#### DATA PROVIDED
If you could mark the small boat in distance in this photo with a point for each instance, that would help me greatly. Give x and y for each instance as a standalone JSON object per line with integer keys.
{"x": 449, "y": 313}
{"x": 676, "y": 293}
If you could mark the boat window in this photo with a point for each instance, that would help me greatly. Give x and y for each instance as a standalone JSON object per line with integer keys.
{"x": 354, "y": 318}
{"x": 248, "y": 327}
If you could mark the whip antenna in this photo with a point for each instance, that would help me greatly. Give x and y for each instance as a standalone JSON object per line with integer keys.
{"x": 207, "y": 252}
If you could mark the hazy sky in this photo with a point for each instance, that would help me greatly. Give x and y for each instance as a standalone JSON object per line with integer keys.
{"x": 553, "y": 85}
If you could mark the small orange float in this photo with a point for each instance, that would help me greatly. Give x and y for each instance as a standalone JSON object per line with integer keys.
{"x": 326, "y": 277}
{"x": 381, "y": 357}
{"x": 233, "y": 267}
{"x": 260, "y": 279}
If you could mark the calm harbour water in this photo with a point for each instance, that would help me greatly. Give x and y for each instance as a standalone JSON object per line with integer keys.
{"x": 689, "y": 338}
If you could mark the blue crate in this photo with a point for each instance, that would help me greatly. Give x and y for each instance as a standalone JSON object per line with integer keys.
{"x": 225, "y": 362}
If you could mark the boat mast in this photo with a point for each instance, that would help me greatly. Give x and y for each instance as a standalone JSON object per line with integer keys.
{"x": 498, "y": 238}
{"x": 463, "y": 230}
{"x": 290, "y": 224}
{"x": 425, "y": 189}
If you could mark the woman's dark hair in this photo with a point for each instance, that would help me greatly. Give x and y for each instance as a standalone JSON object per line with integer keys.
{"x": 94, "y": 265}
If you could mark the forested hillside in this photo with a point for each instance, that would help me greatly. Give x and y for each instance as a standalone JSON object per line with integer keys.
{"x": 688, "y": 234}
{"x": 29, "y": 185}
########
#### DATA PROVIDED
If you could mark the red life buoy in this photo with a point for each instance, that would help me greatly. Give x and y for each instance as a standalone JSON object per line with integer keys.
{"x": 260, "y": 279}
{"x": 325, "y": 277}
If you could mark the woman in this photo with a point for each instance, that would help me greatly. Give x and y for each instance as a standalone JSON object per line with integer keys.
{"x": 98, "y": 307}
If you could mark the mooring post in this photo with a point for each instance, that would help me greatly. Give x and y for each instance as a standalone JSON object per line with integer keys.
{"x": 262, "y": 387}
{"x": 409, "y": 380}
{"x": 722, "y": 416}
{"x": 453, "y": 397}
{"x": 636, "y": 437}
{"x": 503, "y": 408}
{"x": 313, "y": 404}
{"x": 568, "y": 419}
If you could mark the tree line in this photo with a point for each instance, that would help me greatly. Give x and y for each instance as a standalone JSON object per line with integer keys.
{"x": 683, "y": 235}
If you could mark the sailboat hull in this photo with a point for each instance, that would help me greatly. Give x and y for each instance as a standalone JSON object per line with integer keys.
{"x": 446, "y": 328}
########
Please count how many lines in the rows above contain the string "woman", and reply with the number alone.

2